Reproduce the passage below on the US Electric Lighting Company word for word, in full.

# [Excerpted text]
▼

In 1878, Maxim's company installed electric lighting at the Equitable Life Assurance Company building in New York on a trial basis, becoming the first building in New York City to have such electric lighting. The lights were originally arc lamps but in 1880 incandescent lights were installed in the basement vault and offices for the Mercantile Safe Deposit Company, making them the first incandescent lighting system in NYC.

In October 1880, Maxim patented a method of coating carbon filaments with hydrocarbons to extend their life. Lewis Latimer, one of the employees at the time, who would eventually be hired away by Edison, developed an method of heat treating the filaments, reducing breakage and allowed them to be molded into different shapes, such as the characteristic "M" shape of Maxim filaments. Latimer would patent this innovation, and the company would later purchase that patent.

Edward Weston, co-founder of the Weston Company, would work for the Maxim-Weston company from 1881 to 1888. During his time there he would receive many patents for dynamo construction and conducted extensive research in the lightning field.

===Acquisition===
In 1888, George Westinghouse purchased most of the assets of the company to help establish his alternating current (AC) systems against Edison's direct current (DC) system. The Westinghouse Company would grow to become one of the largest electric lighting corporations in the country, and would remain in competition with Edison through the General Electric Company until 1983, when the lighting division was sold.

==Performance==
The US Electric Lighting Company is notably less well-known than the Edison Electric Light Company, though Maxim beat Edison to the patent office. Maxim's bulbs were known to outclass Edison's, having a brighter, warmer tint and was a major improvement on the old arc lights. Maxim's bulbs also had increased lifespan and could handle a higher current. Unfortunately for Maxim, the inner-workings of the company was in shambles. Low technical expertise was noted among the employees, which was likely the reason for multiple sudden fires. While initial investment was high, increased competition and legal battles wore away at the company. The leadership of Charles Flint was notably flawed, the London subsidiary factory was falling apart and his sales philosophy was not sustainable.

▲

# [Input data]
▼

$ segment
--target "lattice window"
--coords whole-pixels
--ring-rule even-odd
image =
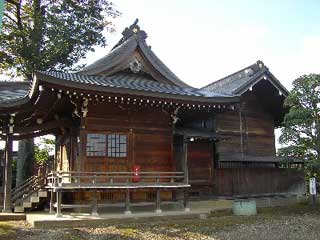
[[[106,156],[107,143],[105,134],[87,134],[87,156]]]
[[[127,157],[127,135],[108,135],[108,157]]]

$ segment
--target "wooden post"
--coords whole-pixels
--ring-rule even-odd
[[[184,172],[184,183],[188,184],[188,139],[183,137],[183,172]]]
[[[157,198],[156,198],[156,213],[162,213],[161,210],[161,199],[160,199],[160,189],[157,189]]]
[[[49,213],[53,213],[53,189],[50,191],[50,203],[49,203]]]
[[[57,212],[56,212],[56,217],[62,217],[61,201],[62,201],[62,191],[61,190],[57,190]]]
[[[4,171],[4,201],[3,210],[4,213],[12,212],[11,203],[11,187],[12,187],[12,134],[8,133],[6,137],[5,148],[5,171]]]
[[[130,210],[130,190],[129,188],[126,189],[126,210],[124,212],[125,215],[131,214]]]
[[[184,189],[183,191],[183,207],[185,212],[190,212],[189,208],[189,199],[188,199],[188,189]]]
[[[98,202],[97,202],[97,190],[93,190],[92,192],[92,209],[91,209],[92,216],[99,216],[98,214]]]

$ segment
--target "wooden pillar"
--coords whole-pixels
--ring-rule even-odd
[[[4,170],[4,201],[3,210],[4,213],[12,212],[11,203],[11,187],[12,187],[12,134],[8,133],[6,136],[6,148],[5,148],[5,170]]]
[[[97,201],[97,190],[93,190],[92,192],[92,209],[91,209],[92,216],[99,216],[98,214],[98,201]]]
[[[50,191],[50,203],[49,203],[49,213],[53,213],[53,190]]]
[[[184,189],[183,191],[183,207],[185,212],[190,212],[190,207],[189,207],[189,193],[188,189]]]
[[[57,212],[56,212],[56,217],[62,217],[61,201],[62,201],[62,191],[61,190],[57,190]]]
[[[157,189],[156,213],[162,213],[162,210],[161,210],[161,199],[160,199],[160,189]]]
[[[184,183],[188,184],[188,139],[183,138],[183,172],[184,172]]]
[[[131,214],[131,210],[130,210],[130,190],[129,188],[126,189],[126,210],[124,212],[124,214],[128,215]]]

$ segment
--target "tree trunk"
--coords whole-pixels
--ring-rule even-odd
[[[33,139],[19,141],[16,186],[34,174],[34,142]]]

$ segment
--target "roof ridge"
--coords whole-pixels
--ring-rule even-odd
[[[122,31],[122,38],[117,42],[116,45],[113,46],[111,51],[113,51],[115,48],[122,45],[126,40],[128,40],[131,37],[135,37],[136,39],[138,38],[141,40],[145,40],[148,37],[147,33],[145,31],[141,30],[141,28],[138,25],[138,22],[139,22],[139,19],[136,18],[136,20],[134,21],[134,23],[132,25],[130,25],[129,27],[126,27]]]
[[[262,66],[261,66],[261,64],[262,64]],[[245,67],[245,68],[242,68],[242,69],[239,70],[239,71],[236,71],[236,72],[234,72],[234,73],[231,73],[231,74],[229,74],[229,75],[227,75],[227,76],[225,76],[225,77],[223,77],[223,78],[220,78],[220,79],[218,79],[218,80],[216,80],[216,81],[214,81],[214,82],[212,82],[212,83],[209,83],[209,84],[207,84],[206,86],[204,86],[204,87],[202,87],[202,88],[200,88],[200,89],[205,89],[205,88],[207,88],[207,87],[211,87],[211,86],[217,85],[219,82],[222,82],[223,80],[225,80],[225,79],[227,79],[227,78],[230,78],[230,77],[232,77],[232,76],[235,76],[235,75],[237,75],[237,74],[245,71],[246,69],[253,68],[253,67],[256,67],[256,66],[259,66],[260,69],[266,67],[261,60],[258,60],[257,62],[255,62],[255,63],[253,63],[253,64],[251,64],[251,65],[249,65],[249,66],[247,66],[247,67]],[[238,79],[242,79],[242,78],[238,78]],[[237,80],[238,80],[238,79],[237,79]]]

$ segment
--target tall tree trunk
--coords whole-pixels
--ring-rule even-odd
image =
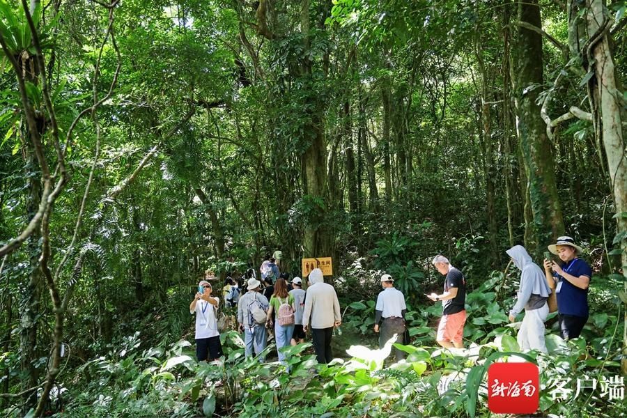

▲

# [Answer to the problem]
In 1878, Maxim's company installed electric lighting at the Equitable Life Assurance Company building in New York on a trial basis, becoming the first building in New York City to have such electric lighting. The lights were originally arc lamps but in 1880 incandescent lights were installed in the basement vault and offices for the Mercantile Safe Deposit Company, making them the first incandescent lighting system in NYC.

In October 1880, Maxim patented a method of coating carbon filaments with hydrocarbons to extend their life. Lewis Latimer, one of the employees at the time, who would eventually be hired away by Edison, developed an method of heat treating the filaments, reducing breakage and allowed them to be molded into different shapes, such as the characteristic "M" shape of Maxim filaments. Latimer would patent this innovation, and the company would later purchase that patent.

Edward Weston, co-founder of the Weston Company, would work for the Maxim-Weston company from 1881 to 1888. During his time there he would receive many patents for dynamo construction and conducted extensive research in the lightning field.

===Acquisition===
In 1888, George Westinghouse purchased most of the assets of the company to help establish his alternating current (AC) systems against Edison's direct current (DC) system. The Westinghouse Company would grow to become one of the largest electric lighting corporations in the country, and would remain in competition with Edison through the General Electric Company until 1983, when the lighting division was sold.

==Performance==
The US Electric Lighting Company is notably less well-known than the Edison Electric Light Company, though Maxim beat Edison to the patent office. Maxim's bulbs were known to outclass Edison's, having a brighter, warmer tint and was a major improvement on the old arc lights. Maxim's bulbs also had increased lifespan and could handle a higher current. Unfortunately for Maxim, the inner-workings of the company was in shambles. Low technical expertise was noted among the employees, which was likely the reason for multiple sudden fires. While initial investment was high, increased competition and legal battles wore away at the company. The leadership of Charles Flint was notably flawed, the London subsidiary factory was falling apart and his sales philosophy was not sustainable.